Copy out the listing below word for word, starting at the line that contains "Indicate every instance of the concrete" and continuing through the end of the listing.

-- Begin Extracted material --

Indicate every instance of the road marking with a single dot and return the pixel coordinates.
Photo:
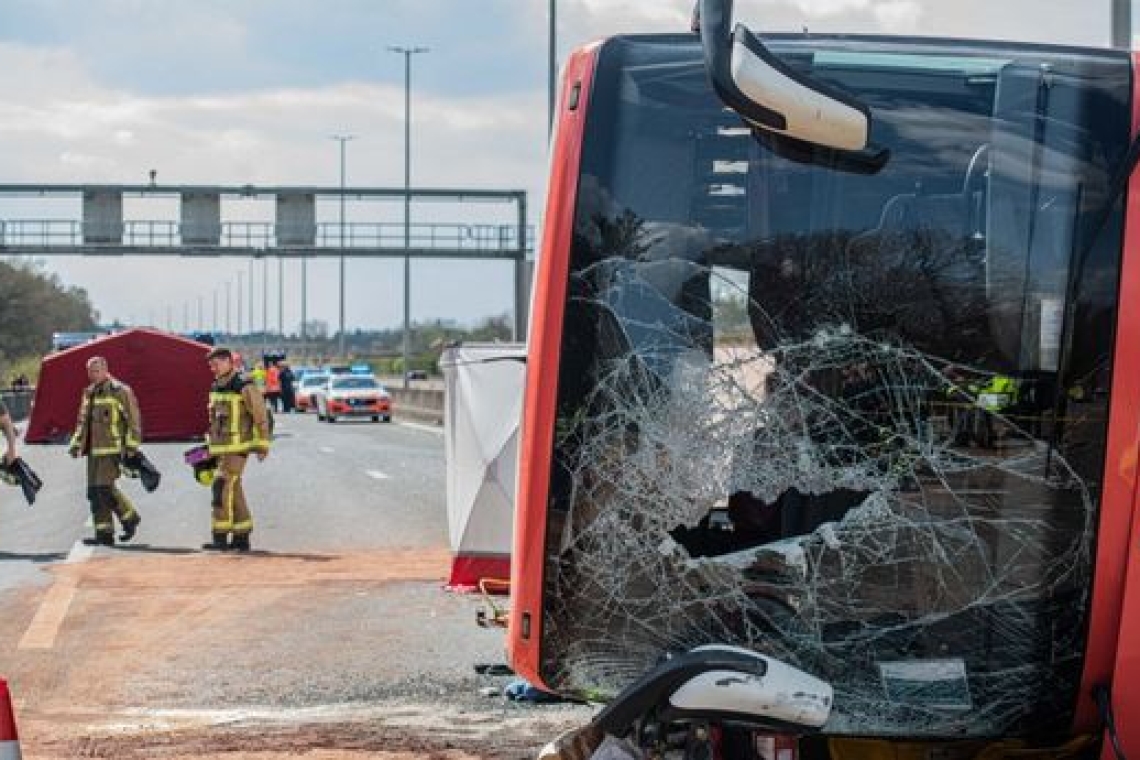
(428, 428)
(41, 632)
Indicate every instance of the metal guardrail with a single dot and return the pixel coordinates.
(67, 233)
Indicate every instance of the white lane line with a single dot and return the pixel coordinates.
(428, 428)
(41, 632)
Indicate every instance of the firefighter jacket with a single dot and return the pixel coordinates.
(238, 423)
(108, 421)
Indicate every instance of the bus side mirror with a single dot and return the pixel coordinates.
(768, 95)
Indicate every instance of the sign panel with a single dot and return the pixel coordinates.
(201, 219)
(103, 217)
(296, 219)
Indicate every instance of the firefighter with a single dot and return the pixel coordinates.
(110, 427)
(238, 425)
(9, 434)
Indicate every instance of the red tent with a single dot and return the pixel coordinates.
(168, 373)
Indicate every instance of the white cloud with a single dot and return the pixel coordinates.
(59, 122)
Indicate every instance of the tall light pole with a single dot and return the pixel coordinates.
(1122, 24)
(281, 295)
(239, 272)
(251, 296)
(407, 52)
(342, 139)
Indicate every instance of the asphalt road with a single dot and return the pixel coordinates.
(324, 488)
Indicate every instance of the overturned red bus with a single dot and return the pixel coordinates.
(846, 378)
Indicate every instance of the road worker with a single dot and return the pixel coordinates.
(274, 386)
(108, 427)
(238, 425)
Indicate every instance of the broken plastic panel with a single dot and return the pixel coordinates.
(852, 422)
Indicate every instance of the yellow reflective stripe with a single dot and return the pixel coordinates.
(124, 504)
(233, 434)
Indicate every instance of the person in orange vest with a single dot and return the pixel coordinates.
(274, 386)
(238, 425)
(110, 427)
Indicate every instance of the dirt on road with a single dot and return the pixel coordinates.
(162, 653)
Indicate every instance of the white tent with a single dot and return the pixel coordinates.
(482, 409)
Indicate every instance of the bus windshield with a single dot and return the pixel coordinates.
(853, 421)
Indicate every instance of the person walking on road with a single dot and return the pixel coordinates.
(108, 427)
(238, 425)
(288, 392)
(274, 386)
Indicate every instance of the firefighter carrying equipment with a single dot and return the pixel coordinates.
(137, 465)
(19, 473)
(998, 394)
(238, 423)
(203, 465)
(108, 421)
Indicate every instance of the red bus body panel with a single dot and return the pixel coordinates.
(543, 362)
(1113, 652)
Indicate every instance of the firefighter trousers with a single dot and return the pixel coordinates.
(230, 512)
(107, 501)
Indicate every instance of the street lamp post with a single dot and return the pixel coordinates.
(251, 296)
(342, 139)
(281, 295)
(407, 52)
(239, 301)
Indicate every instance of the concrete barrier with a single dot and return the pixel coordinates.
(420, 403)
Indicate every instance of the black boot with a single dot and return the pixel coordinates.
(129, 528)
(218, 544)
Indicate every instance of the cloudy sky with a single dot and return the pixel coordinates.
(249, 91)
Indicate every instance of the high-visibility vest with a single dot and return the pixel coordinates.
(108, 421)
(233, 427)
(273, 381)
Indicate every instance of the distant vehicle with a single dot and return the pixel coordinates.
(310, 383)
(353, 395)
(64, 341)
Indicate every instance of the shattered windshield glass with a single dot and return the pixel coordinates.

-- End Extracted material --

» **Solution for this task**:
Indicate every instance of the concrete barrier with a single dot and return the pixel coordinates.
(420, 403)
Indicate every instance of the black boot with a single dot and return the pixel coordinates.
(129, 528)
(218, 544)
Indicate every instance of the cloudy sky with a single dot and return the pixel coordinates.
(249, 91)
Indicate every instance of the high-visibility vest with a single dot and return the pixel coordinates.
(108, 421)
(233, 427)
(273, 381)
Indicate every instance of the distant vehicle with a single dot and return the pixel coordinates.
(310, 383)
(353, 395)
(64, 341)
Indicate every instance of the shattered windshield glass with a single dot and return the pixel coordinates.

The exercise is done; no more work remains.